• **EXCERPT TO READ**:
— start —

Application on NSX Manager Node has crashed. /config partition is increasing.
search cancel

Application on NSX Manager Node has crashed. /config partition is increasing.

book

Article ID: 434354

calendar_today

Updated On:

Products

VMware NSX

Issue/Introduction

NSX Manager nodes experience an irrecoverable crash loop and OutOfMemoryError (OOM) within the  Proton JVM. The nsxapi logs display the IdfwDbDaemon attempting to start (IdfwDbDaemon starts), followed immediately by a JVM crash before any purge completion or error is logged.

Syslog files on affected nodes will show continuous warnings over an extended period: Leadership lease size is 0 for IdfwDbDaemon

During this period, no events are purged, allowing the LoginLogoutEvent database table to grow unchecked.

— end —

• **MATERIAL SUPPLIED**:

— start —

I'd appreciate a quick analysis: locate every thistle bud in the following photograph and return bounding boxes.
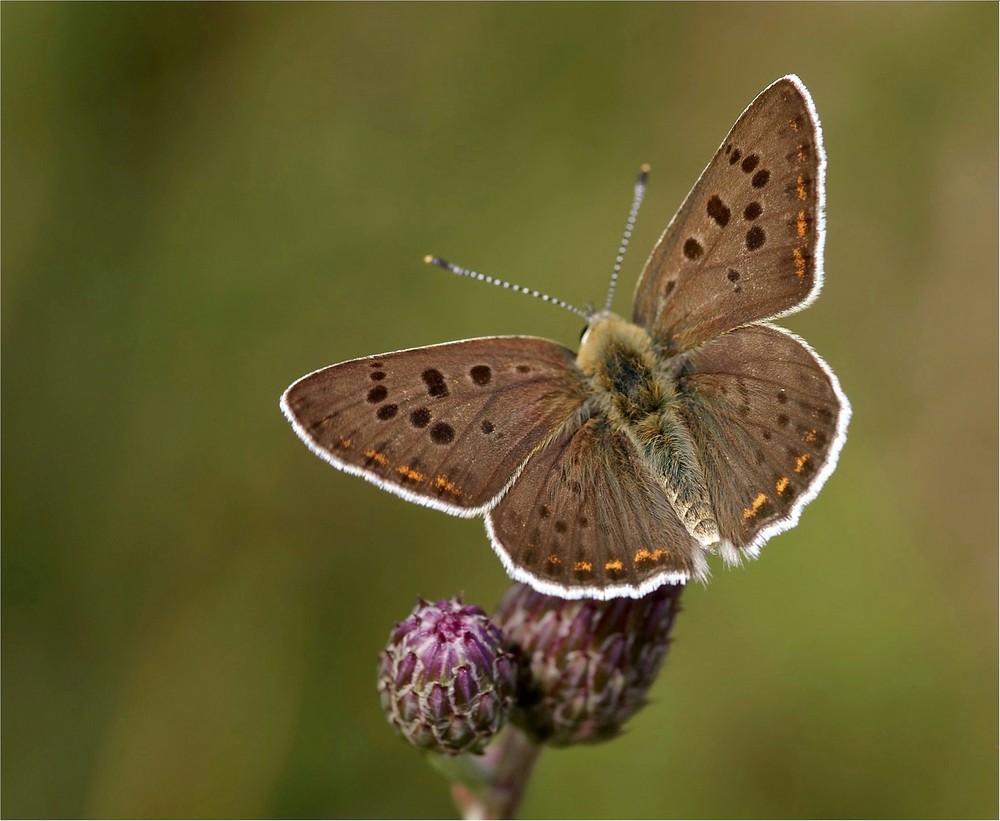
[378,599,516,755]
[494,584,682,746]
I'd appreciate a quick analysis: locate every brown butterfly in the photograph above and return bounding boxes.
[281,75,850,599]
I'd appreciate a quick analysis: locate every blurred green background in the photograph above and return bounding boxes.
[0,3,998,818]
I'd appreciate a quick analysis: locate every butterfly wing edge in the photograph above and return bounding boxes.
[713,322,852,566]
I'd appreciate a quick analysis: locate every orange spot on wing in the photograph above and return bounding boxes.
[396,465,424,482]
[792,248,806,279]
[743,493,767,521]
[795,174,809,202]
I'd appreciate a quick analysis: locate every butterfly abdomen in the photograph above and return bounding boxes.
[577,314,719,546]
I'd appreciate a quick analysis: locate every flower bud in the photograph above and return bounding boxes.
[378,599,516,755]
[494,584,682,746]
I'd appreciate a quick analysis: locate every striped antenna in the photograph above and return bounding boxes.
[424,254,591,322]
[604,163,649,311]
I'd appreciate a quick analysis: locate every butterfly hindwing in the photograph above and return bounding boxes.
[487,417,707,599]
[281,337,584,516]
[678,325,850,563]
[633,76,826,353]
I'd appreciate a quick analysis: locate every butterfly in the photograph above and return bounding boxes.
[281,75,851,599]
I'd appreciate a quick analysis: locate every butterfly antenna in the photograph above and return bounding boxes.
[604,163,649,311]
[424,254,591,322]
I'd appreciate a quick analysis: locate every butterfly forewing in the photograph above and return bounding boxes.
[281,337,584,516]
[487,417,707,598]
[678,325,850,562]
[633,77,826,353]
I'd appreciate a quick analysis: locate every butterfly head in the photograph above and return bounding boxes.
[576,311,653,376]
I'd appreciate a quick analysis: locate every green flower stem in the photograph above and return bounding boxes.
[433,724,541,819]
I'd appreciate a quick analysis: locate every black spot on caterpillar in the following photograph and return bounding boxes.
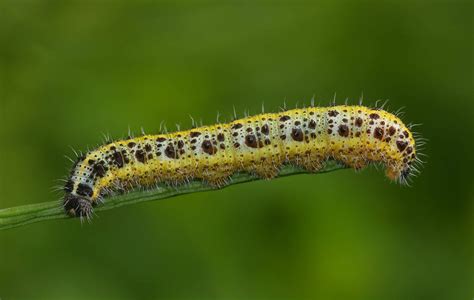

— end —

• **JOB 1**:
In the NSX Manager article, which database table grows unchecked while no events are purged?
• **JOB 2**:
From the NSX Manager article, extract the part that opens with the words containing "calendar_today" and closes with "error is logged.".
• **JOB 3**:
Continue the NSX Manager crash article from where it stops.
You won't need the data for any of this.

• **TASK ANSWER 1**:
The LoginLogoutEvent table.

• **TASK ANSWER 2**:
calendar_today

Updated On:

Products

VMware NSX

Issue/Introduction

NSX Manager nodes experience an irrecoverable crash loop and OutOfMemoryError (OOM) within the  Proton JVM. The nsxapi logs display the IdfwDbDaemon attempting to start (IdfwDbDaemon starts), followed immediately by a JVM crash before any purge completion or error is logged.

• **TASK ANSWER 3**:
Environment

VMware NSX

Cause

Proton service crashes repeatedly due to OutOfMemoryError caused by an excessive accumulation of ~7.8 million records in the nsx$LoginLogoutEvent Corfu table, overwhelming the LoginLogoutProcessor during event processing.

The primary cause is an IdfwDbDaemon singleton leadership election failure following a cluster reboot. The IdfwDbDaemon is a **singleton service** — only one node in the cluster runs it at a time via leadership election. With no node holding the leadership lease, the daemon fails to run and purge old Identity Firewall (IDFW) login/logout events. The LoginLogoutEvent table grows to a critical size. When a node finally acquires leadership, the LoginLogoutCleaner.purge() task executes a findAll() query without a size guard, attempting to load all accumulated millions of entries into the JVM heap. This immediately exceeds the JVM heap limit, triggering a fatal OOM crash loop upon every restart.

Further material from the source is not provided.